There is probably no more broad topic than wildlife management when it is viewed as I do. It embraces everything in the world; everything seems to have influenced or to have been influenced by it.
Wildlife itself is an important actual and potential resource. It needs management, but it is not getting the amount or quality it and people dependent upon it needs. Some people see only progress made in wildlife management over about 50 years. Others, of which I am one, tend to see the unmet needs, the losses, and the opportunities. There is no easy "proof" of need. Failures, when there are no standards or criteria, are impossible to discuss. There may be insights provided to readers about the present and future needs and about alternative ways to deal with them. The present wildlife system is in a stupor, held there by a federal agency with a low budget and conservative state agencies only taking low risks typical of the mental and fiscal constraints of government service. There are plenty of reasons for the present situation. Gilbert and Dodds (1992) provided a thoughtful and comprehensive history of the present condition. Herein, though, I outline what I believe are the elements of
one or more "centers" or comprehensive programs in modern wildlife management. The definition will be dodged here, but the scope and concepts will likely become evident within the topics addressed.
To describe a comprehensive program in wildlife management I must embrace a very large number of topics, but I think this is necessary. The topics must include far more than conventional ideas of wildlife biology or even of wildlife ecology. They must include at least the massively complex topics of energy, economics, esthetics, and enforcement.
This chapter attempts to describe a whole system that needs to be created. It should be very broad in scope and deal effectively with the interactive triad of wildlife populations, multidimensional faunal space, and people. It must deal with education and information transfer, with research, and include a service and operational function. It must deal with both macro- and micro-levels of management. These topics may appear to be too inclusive, but all must be included if a whole viable program is to be created to meet a rising tide of wildlife resource needs.

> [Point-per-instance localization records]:
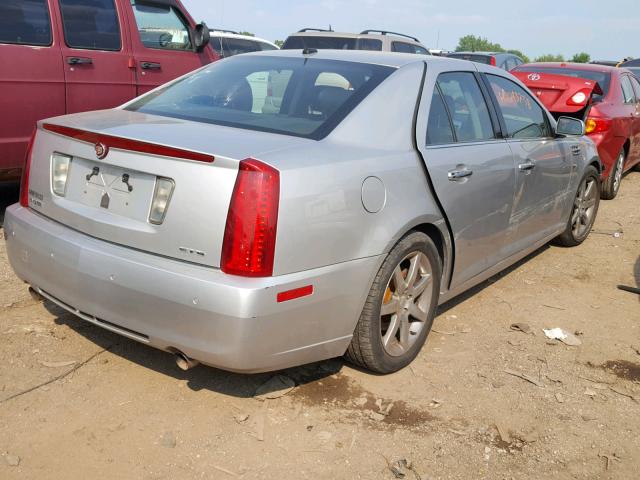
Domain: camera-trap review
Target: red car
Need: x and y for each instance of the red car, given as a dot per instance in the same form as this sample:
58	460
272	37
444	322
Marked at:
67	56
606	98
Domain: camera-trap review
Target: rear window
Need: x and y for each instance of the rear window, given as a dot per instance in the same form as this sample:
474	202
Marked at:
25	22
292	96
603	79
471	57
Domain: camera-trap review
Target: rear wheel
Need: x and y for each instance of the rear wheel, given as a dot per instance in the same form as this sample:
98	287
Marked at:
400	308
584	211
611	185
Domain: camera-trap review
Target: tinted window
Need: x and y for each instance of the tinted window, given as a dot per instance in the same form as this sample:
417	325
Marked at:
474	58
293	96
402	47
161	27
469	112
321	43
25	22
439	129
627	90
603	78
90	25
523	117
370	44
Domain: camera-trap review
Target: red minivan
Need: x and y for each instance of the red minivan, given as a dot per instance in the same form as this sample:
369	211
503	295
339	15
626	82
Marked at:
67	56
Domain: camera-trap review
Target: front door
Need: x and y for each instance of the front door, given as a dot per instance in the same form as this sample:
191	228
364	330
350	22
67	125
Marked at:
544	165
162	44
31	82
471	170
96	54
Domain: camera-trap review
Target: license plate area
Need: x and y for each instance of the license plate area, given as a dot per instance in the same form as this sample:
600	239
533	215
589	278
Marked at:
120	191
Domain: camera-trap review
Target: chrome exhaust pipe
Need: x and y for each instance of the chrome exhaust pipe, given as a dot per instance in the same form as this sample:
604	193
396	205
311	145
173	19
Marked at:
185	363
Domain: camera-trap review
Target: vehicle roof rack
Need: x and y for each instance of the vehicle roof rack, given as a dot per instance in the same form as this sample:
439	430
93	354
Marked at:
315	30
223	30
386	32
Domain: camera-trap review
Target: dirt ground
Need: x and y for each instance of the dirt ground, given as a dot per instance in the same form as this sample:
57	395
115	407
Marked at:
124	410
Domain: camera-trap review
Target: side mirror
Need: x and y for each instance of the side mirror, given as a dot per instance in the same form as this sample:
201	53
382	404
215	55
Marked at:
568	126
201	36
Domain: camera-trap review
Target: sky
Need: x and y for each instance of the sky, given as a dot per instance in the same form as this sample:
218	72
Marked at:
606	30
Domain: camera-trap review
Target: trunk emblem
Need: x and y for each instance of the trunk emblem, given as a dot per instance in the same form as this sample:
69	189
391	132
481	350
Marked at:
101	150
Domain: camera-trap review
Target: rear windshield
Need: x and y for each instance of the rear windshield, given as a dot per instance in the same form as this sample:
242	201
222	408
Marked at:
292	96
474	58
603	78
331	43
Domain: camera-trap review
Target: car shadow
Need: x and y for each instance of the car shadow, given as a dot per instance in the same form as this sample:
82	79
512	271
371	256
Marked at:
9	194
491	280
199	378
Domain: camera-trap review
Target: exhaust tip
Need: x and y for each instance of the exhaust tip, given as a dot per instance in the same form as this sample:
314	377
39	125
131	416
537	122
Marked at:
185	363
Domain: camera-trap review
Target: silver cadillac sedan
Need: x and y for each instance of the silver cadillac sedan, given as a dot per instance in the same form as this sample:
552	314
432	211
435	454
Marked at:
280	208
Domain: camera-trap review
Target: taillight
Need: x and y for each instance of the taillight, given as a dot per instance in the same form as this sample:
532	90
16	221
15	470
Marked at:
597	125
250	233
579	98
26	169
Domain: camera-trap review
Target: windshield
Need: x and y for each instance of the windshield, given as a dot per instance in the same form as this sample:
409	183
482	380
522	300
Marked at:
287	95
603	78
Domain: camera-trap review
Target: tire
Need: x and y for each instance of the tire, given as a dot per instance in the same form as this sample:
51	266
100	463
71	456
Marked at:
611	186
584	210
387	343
--
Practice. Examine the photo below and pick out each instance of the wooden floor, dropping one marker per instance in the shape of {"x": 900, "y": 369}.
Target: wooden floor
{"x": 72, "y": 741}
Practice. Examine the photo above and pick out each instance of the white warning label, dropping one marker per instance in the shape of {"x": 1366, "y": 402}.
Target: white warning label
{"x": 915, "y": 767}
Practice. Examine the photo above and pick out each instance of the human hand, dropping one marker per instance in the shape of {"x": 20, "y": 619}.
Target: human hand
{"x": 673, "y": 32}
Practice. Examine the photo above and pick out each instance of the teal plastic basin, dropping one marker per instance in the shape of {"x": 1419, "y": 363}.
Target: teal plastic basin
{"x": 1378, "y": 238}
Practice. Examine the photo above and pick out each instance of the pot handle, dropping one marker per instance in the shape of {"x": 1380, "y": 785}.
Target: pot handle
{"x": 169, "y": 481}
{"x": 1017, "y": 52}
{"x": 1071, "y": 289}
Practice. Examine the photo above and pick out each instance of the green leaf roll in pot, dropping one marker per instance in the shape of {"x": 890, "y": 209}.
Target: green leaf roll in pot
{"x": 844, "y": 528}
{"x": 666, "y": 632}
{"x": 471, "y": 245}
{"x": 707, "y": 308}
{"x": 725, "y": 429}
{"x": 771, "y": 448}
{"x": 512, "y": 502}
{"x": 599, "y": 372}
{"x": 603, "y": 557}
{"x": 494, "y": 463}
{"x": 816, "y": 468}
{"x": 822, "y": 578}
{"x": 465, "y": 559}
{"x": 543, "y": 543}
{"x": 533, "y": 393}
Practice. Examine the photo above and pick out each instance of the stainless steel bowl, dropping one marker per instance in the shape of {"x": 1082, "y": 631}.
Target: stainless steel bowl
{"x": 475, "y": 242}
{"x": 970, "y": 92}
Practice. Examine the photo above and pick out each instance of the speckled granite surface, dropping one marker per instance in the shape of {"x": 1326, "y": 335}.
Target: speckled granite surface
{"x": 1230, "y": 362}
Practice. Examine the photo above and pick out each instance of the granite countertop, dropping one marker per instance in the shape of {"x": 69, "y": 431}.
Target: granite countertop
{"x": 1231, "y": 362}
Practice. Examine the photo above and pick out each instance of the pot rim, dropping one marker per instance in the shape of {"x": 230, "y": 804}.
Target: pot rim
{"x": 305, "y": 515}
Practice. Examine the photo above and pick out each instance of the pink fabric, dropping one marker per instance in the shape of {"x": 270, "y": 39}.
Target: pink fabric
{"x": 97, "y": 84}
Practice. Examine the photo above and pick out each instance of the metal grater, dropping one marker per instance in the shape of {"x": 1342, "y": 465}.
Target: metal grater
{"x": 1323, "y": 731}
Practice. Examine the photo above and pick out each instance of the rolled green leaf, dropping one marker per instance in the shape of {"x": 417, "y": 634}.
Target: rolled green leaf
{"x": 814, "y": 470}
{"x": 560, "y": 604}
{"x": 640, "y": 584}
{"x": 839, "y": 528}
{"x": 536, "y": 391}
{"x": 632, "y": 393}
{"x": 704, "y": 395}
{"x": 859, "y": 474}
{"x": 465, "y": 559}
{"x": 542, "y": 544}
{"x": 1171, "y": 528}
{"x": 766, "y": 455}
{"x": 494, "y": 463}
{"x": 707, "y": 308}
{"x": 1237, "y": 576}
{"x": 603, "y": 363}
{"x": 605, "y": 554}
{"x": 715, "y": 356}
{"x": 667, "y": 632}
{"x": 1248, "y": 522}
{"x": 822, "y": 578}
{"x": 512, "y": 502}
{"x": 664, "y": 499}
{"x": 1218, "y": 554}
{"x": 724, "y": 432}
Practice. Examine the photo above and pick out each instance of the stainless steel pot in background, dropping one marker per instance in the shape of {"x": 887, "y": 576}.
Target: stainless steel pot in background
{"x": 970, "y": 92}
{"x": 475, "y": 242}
...
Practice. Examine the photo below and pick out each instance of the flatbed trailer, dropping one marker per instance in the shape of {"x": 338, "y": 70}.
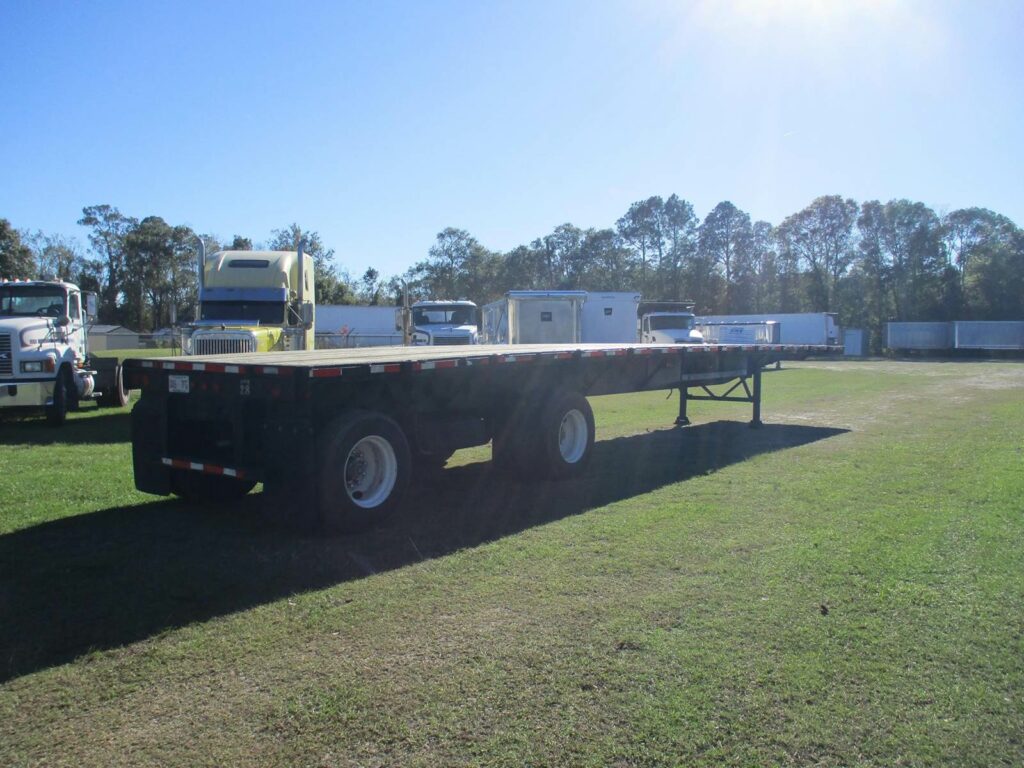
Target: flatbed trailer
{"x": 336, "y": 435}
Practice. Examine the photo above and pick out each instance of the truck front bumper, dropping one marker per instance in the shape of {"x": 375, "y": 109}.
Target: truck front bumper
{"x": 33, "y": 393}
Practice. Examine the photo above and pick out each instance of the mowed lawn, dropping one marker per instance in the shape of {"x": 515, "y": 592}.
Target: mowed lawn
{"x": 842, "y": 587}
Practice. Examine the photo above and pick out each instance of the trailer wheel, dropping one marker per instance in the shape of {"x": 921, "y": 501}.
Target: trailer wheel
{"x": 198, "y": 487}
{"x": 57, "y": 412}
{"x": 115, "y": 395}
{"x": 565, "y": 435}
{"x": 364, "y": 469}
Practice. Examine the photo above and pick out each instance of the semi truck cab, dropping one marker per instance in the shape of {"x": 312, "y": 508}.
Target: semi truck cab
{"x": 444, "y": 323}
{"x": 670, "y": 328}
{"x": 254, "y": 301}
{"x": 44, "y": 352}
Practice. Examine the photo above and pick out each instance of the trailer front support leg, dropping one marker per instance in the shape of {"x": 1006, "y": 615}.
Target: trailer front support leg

> [WHAT THE EXERCISE ASKS]:
Edit the wildlife management passage: restate the part that opens with the words "This chapter attempts" and closes with "wildlife resource needs.", putting "animal populations" in place of "wildlife populations". These records come from a separate source.

> [SOLUTION TO THE EXERCISE]:
This chapter attempts to describe a whole system that needs to be created. It should be very broad in scope and deal effectively with the interactive triad of animal populations, multidimensional faunal space, and people. It must deal with education and information transfer, with research, and include a service and operational function. It must deal with both macro- and micro-levels of management. These topics may appear to be too inclusive, but all must be included if a whole viable program is to be created to meet a rising tide of wildlife resource needs.